**Extrait choisi**
━━━━━━━━
Par ordonnance du 12 novembre 2024, le président de la chambre criminelle a prescrit l'examen immédiat du pourvoi.
Des mémoires, en demande et en défense, ainsi que des observations complémentaires ont été produits.
Sur le rapport de M. Seys, conseiller, les observations de la SCP Spinosi, avocat de la société [6], les observations de la SCP Bauer-Violas, Feschotte-Desbois et Sebagh, avocat de l'association [4], MM. [D] [P] [B] [E], [F] [Z] [G], [U] [T], [O] [Y], [V] [RG], [J] [WS], [I] [C] [K], [R] [N] [H], [W] [X], [A] [NN], [L] [C] [S], [AS] [C] [M] et du [1], et les conclusions de M. Lagauche, avocat général, après débats en l'audience publique du 25 mars 2025 où étaient présents M. Bonnal, président, M. Seys, conseiller rapporteur, Mme Labrousse, conseiller de la chambre, et Mme Pinna, greffier de chambre,
la chambre criminelle de la Cour de cassation, composée en application de l'article 567-1-1 du code de procédure pénale, des président et conseillers précités, après en avoir délibéré conformément à la loi, a rendu le présent arrêt.
━━━━━━━━
(Extraits d'un jeu de données de pointage)
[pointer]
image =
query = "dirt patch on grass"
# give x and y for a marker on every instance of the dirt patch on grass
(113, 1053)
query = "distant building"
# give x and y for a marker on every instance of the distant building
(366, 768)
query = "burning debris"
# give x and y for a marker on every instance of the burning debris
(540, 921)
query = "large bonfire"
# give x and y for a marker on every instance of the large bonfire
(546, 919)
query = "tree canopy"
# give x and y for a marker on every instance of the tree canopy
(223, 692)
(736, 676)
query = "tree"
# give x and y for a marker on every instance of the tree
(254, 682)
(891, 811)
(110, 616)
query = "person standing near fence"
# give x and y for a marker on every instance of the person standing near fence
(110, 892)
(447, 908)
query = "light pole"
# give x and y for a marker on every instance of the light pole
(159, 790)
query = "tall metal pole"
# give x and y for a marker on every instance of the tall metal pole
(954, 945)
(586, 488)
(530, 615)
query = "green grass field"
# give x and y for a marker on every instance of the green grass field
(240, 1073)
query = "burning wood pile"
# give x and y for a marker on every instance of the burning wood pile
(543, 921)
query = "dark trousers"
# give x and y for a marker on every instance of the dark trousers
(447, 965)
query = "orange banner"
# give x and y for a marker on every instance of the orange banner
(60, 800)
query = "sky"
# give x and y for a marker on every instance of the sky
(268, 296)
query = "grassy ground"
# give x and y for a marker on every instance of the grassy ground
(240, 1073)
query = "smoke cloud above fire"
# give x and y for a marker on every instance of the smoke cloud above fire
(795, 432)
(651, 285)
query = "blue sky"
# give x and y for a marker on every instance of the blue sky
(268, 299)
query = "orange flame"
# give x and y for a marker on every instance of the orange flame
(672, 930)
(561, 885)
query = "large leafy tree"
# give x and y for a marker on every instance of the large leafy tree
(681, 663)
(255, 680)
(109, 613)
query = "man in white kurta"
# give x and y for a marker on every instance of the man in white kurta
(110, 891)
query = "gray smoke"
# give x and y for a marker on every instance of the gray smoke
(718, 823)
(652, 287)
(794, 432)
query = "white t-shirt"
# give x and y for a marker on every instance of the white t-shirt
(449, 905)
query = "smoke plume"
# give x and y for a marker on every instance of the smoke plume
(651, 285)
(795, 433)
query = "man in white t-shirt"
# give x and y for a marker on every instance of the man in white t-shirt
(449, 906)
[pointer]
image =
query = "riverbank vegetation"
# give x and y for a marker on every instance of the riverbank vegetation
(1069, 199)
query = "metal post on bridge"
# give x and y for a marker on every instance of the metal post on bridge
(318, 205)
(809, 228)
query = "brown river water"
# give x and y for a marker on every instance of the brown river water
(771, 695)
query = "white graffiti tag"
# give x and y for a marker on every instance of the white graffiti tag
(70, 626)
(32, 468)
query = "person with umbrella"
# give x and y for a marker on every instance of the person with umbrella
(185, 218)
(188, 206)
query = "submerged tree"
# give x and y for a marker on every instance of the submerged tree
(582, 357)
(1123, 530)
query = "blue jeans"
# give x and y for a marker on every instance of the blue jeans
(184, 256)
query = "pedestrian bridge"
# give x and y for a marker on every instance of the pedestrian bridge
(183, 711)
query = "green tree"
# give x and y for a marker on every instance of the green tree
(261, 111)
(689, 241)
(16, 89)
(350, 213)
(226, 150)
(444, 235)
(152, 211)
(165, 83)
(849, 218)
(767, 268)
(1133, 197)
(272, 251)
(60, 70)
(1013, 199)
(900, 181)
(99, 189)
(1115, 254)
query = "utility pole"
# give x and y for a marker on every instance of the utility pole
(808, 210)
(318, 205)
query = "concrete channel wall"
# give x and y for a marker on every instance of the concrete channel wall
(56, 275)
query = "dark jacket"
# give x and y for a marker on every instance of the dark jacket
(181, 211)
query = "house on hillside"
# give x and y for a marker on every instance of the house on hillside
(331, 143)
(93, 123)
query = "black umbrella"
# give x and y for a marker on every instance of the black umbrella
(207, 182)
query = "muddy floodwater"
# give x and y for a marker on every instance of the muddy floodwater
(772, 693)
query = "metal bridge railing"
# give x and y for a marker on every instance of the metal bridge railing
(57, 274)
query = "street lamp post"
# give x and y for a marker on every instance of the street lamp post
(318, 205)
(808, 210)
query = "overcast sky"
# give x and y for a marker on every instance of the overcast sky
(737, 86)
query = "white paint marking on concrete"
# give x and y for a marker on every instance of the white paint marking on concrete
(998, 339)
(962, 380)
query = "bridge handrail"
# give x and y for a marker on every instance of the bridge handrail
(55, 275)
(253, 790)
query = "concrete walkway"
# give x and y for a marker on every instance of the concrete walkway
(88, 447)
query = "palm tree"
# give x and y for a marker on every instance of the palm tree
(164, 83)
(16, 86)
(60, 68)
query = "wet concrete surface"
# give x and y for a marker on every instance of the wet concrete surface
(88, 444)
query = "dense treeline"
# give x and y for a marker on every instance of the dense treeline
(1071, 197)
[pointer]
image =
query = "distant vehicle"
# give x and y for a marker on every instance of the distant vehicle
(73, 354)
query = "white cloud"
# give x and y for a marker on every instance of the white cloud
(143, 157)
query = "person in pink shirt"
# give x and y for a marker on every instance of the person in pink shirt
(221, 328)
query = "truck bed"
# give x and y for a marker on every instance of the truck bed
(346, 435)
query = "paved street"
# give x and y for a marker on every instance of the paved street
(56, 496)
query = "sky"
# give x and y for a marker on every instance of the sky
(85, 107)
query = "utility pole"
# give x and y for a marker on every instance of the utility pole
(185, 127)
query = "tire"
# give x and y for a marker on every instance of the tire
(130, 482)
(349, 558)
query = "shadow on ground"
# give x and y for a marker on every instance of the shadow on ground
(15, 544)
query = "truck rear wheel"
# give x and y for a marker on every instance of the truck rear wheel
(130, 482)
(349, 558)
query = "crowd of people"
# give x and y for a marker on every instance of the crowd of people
━━━━━━━━
**Consigne**
Dans l'extrait sur l'arrêt de la chambre criminelle, à quelle date a eu lieu l'audience publique ? Ces enregistrements n'ont aucun lien avec l'extrait.

**Travail fait**
Le 25 mars 2025.